[Start of section]
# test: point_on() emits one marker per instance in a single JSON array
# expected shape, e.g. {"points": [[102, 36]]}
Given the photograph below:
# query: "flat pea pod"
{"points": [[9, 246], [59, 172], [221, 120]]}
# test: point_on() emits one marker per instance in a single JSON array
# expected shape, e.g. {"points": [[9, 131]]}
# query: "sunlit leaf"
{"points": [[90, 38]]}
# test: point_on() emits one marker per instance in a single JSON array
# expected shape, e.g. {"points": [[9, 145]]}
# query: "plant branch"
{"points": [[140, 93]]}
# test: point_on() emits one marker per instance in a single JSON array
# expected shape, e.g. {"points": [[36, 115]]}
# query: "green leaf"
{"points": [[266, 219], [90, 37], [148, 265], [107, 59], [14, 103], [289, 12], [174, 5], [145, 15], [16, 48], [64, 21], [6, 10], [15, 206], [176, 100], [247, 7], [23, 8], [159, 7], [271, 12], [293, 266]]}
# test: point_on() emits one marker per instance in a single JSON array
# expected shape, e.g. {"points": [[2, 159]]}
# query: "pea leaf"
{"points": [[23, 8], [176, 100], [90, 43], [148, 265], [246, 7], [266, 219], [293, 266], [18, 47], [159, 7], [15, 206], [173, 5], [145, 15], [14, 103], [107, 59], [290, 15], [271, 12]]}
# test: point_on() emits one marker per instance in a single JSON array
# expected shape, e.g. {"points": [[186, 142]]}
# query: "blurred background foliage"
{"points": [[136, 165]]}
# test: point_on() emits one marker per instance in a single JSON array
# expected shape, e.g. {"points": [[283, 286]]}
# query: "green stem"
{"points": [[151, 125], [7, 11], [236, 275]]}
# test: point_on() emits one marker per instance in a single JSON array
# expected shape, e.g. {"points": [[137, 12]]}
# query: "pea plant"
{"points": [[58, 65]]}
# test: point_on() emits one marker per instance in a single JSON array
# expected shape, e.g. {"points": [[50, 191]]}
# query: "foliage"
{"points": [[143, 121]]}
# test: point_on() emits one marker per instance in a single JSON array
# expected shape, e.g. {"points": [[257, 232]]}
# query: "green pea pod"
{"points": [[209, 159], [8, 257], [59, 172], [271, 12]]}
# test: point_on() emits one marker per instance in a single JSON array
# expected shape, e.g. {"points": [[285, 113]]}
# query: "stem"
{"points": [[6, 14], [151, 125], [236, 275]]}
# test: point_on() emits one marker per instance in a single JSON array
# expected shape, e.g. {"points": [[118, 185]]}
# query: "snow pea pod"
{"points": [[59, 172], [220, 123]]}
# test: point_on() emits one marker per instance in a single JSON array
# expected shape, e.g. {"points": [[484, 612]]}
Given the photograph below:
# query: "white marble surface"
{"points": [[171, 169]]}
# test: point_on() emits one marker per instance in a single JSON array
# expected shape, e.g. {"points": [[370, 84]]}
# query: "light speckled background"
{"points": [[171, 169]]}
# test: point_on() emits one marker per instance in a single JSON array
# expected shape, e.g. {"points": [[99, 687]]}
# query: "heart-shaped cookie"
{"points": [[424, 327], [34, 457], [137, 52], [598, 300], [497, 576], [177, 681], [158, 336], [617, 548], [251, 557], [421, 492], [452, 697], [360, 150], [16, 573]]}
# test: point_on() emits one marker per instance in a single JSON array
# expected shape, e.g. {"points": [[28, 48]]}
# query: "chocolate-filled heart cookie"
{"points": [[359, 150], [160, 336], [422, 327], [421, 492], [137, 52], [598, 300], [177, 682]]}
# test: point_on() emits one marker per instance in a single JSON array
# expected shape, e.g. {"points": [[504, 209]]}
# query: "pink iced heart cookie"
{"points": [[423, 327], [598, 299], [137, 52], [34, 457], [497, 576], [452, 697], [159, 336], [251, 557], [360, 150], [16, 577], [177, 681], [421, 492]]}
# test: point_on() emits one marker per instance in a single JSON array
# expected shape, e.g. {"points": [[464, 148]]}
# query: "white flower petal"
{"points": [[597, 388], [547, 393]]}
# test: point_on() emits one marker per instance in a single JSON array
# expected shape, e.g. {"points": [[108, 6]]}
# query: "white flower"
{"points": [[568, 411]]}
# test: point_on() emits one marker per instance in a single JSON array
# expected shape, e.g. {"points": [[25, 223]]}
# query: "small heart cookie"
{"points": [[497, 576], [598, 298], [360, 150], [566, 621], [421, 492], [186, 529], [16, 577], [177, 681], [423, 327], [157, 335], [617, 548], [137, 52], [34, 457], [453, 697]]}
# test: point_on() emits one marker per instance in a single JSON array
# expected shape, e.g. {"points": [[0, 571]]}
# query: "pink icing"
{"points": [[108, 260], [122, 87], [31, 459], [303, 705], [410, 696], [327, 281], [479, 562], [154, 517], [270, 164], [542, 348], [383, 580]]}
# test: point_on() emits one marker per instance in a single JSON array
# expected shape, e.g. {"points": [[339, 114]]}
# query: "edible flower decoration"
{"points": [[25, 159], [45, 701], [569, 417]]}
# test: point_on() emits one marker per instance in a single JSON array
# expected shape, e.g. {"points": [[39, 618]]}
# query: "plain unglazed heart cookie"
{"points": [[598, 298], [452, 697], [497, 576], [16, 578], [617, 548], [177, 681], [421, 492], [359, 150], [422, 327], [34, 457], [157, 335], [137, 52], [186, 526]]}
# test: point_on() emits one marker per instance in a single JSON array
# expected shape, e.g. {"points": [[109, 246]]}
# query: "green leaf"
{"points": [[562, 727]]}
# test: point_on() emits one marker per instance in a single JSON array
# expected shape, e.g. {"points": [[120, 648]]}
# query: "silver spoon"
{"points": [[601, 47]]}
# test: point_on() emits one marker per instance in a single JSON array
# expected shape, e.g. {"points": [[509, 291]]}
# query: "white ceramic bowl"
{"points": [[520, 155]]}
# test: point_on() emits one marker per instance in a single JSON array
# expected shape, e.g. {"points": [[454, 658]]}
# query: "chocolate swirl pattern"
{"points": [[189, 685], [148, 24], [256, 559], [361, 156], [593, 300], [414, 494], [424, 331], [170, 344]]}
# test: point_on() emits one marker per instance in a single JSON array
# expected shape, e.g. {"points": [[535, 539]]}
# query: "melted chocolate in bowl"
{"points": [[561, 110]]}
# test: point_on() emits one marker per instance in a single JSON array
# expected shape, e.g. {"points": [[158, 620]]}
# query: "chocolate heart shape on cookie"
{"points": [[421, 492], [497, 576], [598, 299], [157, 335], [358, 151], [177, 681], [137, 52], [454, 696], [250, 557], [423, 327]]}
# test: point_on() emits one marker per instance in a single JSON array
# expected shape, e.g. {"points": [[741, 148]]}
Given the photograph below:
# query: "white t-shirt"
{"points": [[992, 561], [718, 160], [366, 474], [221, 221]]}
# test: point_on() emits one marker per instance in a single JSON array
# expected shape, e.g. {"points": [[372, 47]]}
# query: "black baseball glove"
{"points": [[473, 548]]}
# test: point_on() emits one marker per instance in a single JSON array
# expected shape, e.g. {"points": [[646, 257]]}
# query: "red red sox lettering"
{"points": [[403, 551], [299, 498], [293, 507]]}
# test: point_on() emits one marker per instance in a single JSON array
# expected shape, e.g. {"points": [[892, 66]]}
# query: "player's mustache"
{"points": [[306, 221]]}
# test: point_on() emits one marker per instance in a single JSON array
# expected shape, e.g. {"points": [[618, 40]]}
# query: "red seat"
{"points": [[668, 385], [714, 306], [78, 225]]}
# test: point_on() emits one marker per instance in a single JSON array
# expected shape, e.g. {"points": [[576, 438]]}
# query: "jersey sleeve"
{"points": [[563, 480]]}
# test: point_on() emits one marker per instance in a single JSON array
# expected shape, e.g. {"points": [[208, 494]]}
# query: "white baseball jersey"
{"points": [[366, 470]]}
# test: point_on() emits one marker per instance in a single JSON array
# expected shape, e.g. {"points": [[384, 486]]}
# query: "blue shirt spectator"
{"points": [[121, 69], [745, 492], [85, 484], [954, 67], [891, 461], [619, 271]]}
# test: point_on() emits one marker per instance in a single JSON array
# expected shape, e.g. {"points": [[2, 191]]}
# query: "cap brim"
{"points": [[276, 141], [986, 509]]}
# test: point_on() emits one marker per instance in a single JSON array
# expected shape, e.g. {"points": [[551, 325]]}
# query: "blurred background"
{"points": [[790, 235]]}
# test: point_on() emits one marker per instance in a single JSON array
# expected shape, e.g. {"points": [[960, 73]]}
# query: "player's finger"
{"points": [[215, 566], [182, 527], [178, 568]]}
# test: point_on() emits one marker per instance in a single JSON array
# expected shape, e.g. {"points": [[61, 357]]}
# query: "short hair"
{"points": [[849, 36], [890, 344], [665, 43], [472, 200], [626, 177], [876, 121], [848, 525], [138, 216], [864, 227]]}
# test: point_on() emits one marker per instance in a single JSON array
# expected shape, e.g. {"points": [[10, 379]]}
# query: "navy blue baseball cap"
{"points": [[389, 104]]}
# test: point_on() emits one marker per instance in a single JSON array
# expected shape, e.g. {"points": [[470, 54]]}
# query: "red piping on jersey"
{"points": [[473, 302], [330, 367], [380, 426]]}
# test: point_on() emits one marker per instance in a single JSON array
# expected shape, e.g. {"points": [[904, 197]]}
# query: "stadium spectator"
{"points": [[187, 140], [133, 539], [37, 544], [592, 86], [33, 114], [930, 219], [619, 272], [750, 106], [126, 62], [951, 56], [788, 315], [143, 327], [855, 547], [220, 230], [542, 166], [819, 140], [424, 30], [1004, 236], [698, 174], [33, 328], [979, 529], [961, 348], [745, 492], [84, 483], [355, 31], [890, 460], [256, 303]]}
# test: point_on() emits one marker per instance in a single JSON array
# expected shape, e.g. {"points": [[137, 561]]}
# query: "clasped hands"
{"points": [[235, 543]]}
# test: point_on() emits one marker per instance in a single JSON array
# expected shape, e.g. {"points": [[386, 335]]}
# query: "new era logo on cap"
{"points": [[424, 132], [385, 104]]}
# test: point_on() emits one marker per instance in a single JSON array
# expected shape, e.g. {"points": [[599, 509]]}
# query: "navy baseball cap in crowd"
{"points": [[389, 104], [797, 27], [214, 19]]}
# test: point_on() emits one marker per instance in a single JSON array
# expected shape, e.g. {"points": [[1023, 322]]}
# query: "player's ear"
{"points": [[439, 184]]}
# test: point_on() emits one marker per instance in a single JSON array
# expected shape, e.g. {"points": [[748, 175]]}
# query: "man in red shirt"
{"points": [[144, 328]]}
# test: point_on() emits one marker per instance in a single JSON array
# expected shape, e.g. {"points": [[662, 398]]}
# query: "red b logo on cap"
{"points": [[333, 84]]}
[End of section]
» EXERCISE PROMPT
Take the line holding "era logo on" and the lines after it through the end of the entries. Retype them exactly and add nothing.

» SOLVED EXERCISE
# query: "new era logo on cap"
{"points": [[424, 132], [385, 104]]}
# test: point_on() emits one marker per instance in a single JSON array
# expected shape, e.g. {"points": [[599, 509]]}
# query: "navy baseball cap in crowd"
{"points": [[389, 104], [797, 27], [214, 19]]}
# test: point_on() emits one marker per instance in a single JSON array
# expected shape, e.g. {"points": [[1023, 322]]}
# query: "player's ear"
{"points": [[439, 184]]}
# test: point_on() emits one marker per instance in a single JSON array
# expected shape, e.g. {"points": [[748, 175]]}
# query: "man in red shirt"
{"points": [[144, 328]]}
# test: point_on() emits one marker per instance in a single JSON array
# expected shape, e.g. {"points": [[662, 398]]}
# query: "red b logo on cap"
{"points": [[333, 84]]}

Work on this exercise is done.